===== ФРАГМЕНТ ТЕКСТА =====

В последнем примечании к заключительной главе своей книги Бжезинский приводит печальный список "порванных нитей", который, как он замечает, полон мрачного символизма. За первые два года президентства Буша Америка отвергла следующие международные обязательства: "Протокол в Киото по контролю над климатом, Договор о Международном Уголовном Суде, Конвенцию о Правах Ребенка (в чем её поддержала лишь Сомали), Протокол по укреплению мер, запрещающих биологическое оружие, Договор о противоракетной обороне, Договор, запрещающий минирование суши" (Brzezinski, p. 230). И все это еще до вторжения в Ирак без благословения Совета Безопасности ООН.

Результаты, как уверены авторы обеих рецензируемых книг, были вполне предсказуемы. Во всяком случае, опрос, проведенный в марте 2003 г. в восьми крупнейших европейских странах, обнаружил, что "в одной лишь Польше одобряли американскую политику хотя бы 50% респондентов. Англия с 48% была второй. Зато в Италии и Франции одобряла её лишь треть опрошенных, в Германии и России - четверть, а в Испании и Турции и вовсе 10%" (Daalder, Lindsey, p. 194).

===== ИЗВЛЕЧЁННЫЕ ДАННЫЕ =====

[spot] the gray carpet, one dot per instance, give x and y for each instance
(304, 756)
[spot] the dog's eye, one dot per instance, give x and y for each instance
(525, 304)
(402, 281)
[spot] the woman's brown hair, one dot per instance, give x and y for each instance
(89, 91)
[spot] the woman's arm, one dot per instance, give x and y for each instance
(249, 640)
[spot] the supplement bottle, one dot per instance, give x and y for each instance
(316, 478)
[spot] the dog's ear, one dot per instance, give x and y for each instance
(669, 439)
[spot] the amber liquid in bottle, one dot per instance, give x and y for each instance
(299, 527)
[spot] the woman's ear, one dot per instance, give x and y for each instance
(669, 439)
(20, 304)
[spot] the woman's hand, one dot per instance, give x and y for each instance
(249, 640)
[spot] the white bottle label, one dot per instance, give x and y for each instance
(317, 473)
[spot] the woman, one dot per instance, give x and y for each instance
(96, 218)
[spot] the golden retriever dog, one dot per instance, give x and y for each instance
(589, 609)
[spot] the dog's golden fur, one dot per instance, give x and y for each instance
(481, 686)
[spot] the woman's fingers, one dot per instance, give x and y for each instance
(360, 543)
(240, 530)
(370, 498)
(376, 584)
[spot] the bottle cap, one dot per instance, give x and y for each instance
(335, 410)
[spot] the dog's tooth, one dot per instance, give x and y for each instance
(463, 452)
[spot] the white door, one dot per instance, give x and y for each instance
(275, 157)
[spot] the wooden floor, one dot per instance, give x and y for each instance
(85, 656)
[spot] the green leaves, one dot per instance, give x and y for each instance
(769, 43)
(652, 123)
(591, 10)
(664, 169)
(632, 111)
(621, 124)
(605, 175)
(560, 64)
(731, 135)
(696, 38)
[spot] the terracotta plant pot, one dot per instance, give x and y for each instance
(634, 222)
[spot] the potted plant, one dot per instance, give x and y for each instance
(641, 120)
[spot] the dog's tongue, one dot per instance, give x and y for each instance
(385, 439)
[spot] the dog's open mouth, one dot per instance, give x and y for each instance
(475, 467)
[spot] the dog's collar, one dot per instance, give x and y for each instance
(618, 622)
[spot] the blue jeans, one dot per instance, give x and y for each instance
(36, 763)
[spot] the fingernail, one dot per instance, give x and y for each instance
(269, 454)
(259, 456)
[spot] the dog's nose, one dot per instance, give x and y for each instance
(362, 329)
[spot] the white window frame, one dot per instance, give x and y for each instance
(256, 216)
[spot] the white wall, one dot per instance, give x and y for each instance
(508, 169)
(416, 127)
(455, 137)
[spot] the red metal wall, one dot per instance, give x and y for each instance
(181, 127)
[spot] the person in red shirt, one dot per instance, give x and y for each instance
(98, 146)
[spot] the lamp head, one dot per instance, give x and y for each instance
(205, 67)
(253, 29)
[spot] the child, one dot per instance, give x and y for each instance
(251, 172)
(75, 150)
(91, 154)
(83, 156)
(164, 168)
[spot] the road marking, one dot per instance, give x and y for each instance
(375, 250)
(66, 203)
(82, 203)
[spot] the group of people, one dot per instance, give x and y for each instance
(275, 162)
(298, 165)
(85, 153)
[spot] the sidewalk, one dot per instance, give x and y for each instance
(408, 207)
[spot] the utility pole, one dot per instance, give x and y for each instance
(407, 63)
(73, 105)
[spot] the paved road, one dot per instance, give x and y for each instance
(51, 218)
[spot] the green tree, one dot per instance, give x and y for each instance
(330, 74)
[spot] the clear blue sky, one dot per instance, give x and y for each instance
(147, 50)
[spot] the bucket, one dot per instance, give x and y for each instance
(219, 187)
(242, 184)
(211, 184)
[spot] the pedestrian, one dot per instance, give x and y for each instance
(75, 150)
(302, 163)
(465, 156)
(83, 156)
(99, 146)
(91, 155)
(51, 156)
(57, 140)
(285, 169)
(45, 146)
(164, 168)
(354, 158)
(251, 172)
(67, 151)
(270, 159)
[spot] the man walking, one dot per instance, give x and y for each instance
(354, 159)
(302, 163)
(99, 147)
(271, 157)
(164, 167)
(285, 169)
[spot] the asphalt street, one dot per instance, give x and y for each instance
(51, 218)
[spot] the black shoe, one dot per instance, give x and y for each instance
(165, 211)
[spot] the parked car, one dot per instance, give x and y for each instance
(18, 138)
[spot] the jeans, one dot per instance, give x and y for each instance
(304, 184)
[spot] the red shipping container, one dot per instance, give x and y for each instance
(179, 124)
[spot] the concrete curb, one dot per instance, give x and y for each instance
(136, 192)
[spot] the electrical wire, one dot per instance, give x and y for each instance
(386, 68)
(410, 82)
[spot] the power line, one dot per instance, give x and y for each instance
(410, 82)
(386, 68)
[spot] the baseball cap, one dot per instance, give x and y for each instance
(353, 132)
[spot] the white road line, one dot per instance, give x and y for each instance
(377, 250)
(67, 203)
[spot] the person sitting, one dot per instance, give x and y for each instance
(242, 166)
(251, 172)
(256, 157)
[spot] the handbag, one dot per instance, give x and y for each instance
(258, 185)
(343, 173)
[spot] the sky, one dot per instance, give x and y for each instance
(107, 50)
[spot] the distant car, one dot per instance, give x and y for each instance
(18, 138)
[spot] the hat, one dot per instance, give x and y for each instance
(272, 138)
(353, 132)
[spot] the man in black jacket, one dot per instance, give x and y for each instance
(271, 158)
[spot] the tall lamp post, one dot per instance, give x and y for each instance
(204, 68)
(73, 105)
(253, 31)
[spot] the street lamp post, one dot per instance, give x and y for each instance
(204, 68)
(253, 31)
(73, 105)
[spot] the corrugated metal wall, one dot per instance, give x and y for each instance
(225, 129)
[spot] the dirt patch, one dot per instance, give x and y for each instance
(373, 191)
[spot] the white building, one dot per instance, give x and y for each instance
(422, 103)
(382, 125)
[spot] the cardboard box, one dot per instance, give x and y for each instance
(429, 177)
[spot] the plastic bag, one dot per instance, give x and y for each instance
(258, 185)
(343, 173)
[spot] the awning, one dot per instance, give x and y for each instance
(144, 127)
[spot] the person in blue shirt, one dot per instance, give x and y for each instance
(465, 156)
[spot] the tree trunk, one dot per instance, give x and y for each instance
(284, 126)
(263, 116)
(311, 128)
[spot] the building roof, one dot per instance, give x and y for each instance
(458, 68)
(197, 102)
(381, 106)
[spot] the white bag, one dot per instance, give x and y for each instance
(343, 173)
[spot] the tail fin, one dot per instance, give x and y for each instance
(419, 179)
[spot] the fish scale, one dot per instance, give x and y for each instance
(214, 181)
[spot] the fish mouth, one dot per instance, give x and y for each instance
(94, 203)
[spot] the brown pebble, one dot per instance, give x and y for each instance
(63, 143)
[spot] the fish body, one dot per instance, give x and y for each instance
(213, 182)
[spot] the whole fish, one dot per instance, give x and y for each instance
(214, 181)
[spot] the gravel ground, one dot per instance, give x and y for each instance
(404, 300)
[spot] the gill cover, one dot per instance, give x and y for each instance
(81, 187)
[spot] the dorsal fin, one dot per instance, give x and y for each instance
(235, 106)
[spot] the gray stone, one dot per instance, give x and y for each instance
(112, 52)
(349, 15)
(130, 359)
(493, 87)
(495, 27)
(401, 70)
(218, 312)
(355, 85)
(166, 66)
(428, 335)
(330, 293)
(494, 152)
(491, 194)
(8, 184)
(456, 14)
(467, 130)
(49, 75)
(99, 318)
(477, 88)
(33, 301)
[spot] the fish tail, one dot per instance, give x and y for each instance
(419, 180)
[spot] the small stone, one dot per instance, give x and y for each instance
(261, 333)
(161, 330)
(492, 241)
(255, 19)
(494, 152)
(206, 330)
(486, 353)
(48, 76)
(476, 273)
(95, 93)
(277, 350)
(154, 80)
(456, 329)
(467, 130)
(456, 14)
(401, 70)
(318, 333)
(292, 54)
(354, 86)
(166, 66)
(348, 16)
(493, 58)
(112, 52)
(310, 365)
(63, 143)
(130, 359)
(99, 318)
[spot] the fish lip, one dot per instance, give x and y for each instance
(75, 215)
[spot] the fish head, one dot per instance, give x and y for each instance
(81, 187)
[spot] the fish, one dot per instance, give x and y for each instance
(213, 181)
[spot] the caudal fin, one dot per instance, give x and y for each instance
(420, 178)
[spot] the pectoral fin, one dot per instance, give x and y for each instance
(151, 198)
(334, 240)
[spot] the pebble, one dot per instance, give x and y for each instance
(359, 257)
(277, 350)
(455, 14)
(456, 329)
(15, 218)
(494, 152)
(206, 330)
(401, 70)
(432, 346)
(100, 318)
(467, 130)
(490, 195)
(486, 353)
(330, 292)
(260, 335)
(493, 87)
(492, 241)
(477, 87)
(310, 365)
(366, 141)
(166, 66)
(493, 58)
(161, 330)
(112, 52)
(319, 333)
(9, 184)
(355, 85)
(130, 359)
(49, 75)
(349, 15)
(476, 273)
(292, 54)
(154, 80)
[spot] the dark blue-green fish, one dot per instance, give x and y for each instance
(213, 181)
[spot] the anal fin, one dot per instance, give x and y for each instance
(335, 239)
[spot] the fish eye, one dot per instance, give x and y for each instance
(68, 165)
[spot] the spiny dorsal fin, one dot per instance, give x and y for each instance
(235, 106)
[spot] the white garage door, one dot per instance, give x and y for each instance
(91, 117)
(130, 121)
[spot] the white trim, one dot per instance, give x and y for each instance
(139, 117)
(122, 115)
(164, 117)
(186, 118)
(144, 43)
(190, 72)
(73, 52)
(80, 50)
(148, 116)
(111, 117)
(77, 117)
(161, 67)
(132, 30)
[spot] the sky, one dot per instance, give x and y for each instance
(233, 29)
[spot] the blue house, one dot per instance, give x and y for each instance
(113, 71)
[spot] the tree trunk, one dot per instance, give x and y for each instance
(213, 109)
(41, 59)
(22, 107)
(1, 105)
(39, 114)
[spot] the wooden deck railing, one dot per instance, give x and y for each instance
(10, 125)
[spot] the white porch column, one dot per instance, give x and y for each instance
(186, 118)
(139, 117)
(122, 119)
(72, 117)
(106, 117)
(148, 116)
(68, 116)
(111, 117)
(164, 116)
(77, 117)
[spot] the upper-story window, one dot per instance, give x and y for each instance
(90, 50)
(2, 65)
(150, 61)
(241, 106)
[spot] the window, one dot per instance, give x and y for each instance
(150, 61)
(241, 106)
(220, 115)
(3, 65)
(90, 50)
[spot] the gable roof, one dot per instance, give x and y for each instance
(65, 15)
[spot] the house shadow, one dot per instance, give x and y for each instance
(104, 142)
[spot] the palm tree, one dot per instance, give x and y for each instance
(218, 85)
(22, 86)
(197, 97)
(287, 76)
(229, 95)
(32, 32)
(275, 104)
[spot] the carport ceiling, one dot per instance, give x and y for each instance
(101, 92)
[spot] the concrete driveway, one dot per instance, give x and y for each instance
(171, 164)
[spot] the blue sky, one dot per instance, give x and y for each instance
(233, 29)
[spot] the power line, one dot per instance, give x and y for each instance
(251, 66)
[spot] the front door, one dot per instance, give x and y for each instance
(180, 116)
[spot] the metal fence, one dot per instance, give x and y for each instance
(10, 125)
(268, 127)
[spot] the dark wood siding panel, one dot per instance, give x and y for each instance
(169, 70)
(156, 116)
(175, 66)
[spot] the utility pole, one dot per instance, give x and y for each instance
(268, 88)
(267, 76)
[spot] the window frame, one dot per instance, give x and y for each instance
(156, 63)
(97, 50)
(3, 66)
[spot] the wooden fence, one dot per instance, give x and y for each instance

=====

ЗАДАНИЯ:
1: Перечислите все международные обязательства, которые, согласно фрагменту текста, Америка отвергла за первые два года президентства Буша.
2: Сократите абзац фрагмента текста, начинающийся словами «Результаты, как уверены авторы», оформив его в виде списка с сохранением основных данных.

ОТВЕТЫ:
1:
1. Протокол в Киото по контролю над климатом
2. Договор о Международном Уголовном Суде
3. Конвенция о Правах Ребенка
4. Протокол по укреплению мер, запрещающих биологическое оружие
5. Договор о противоракетной обороне
6. Договор, запрещающий минирование суши

2:
- Авторы обеих рецензируемых книг считают результаты вполне предсказуемыми.
- В марте 2003 г. в восьми крупнейших европейских странах провели опрос. Доля одобривших американскую политику:
  - Польша: не менее 50% (единственная такая страна);
  - Англия: 48%;
  - Италия и Франция: треть;
  - Германия и Россия: четверть;
  - Испания и Турция: 10%.
- Источник: Daalder, Lindsey, p. 194.